» **Passage to read**
..............................
The novel was successful, and its success came at a critical time in Cooper's life. He was straining to maintain his gentlemanly lifestyle after the collapse of his family fortune, and he wrote his first two novels to test the viability of income from authorship. The original print run of 1000 copies sold out in the first month, with at least 600 copies sold within a year, which earned him royalties of $4000. Years later, in 1831, Cooper gave credit for the book's success on the "love of country" among his American readers. The Literary World later reflected that the book was among the first to celebrate the United States in such a way: "Before 'The Spy' we believe there is scarcely to be found a book from an American pen, in which there is an attempt to delineate American character or scenery, or which selects the soil of the United States as the field of its story". A review in the North American Review noted the book "laid the foundations of American romance".

The book's central character, Harvey Birch, prefigures many of the qualities that Cooper would use in his more famous character, Natty Bumppo, who stars in Cooper's series of books known as Leatherstocking Tales. Birch is an adventurer who resists marrying and traditional society to withdraw into his own natural, moral world.

The Spy was a direct influence on John Neal, who published his own Revolutionary War historical fiction novel, Seventy-Six, two years later in 1823 after he had received the requested feedback on the manuscript from Cooper. Neal's novel provided a stark contrast to Cooper's work in its use of American colloquial language, profanity, and conversational narration and earned him a reputation as Cooper's chief rival as leading American author. Neal in American Writers (1824–25) declared The Spy America's most popular novel, but critiqued it as "rather too full of stage-tricks and clap-traps. The disguises; the pathos; the love-parts; the heroines—are all contemptible."

==Adaptations==
Two operatic adaptations of the novel exist. La spia, overro, Il merciaiuolo americano, by Angelo Villanis to a libretto by Felice Romani, premiered in Turin at the Teatro Sutera in 1849. The other, by Luigi Arditi to a libretto by Filippo Manetta, premiered in New York City at the Academy of Music on March 24, 1856.
..............................
» **Instructions**
1. Name every composer and librettist mentioned in the passage about The Spy, and give the role of each.
2. Print everything in the passage about The Spy from "The book's central" down to "natural, moral world.".

[Stored data]
..............................
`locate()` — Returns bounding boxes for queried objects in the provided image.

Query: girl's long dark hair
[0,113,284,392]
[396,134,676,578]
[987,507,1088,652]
..............................
» **Numbered answers**
1. Angelo Villanis (composer), Felice Romani (librettist), Luigi Arditi (composer), Filippo Manetta (librettist)

2.
The book's central character, Harvey Birch, prefigures many of the qualities that Cooper would use in his more famous character, Natty Bumppo, who stars in Cooper's series of books known as Leatherstocking Tales. Birch is an adventurer who resists marrying and traditional society to withdraw into his own natural, moral world.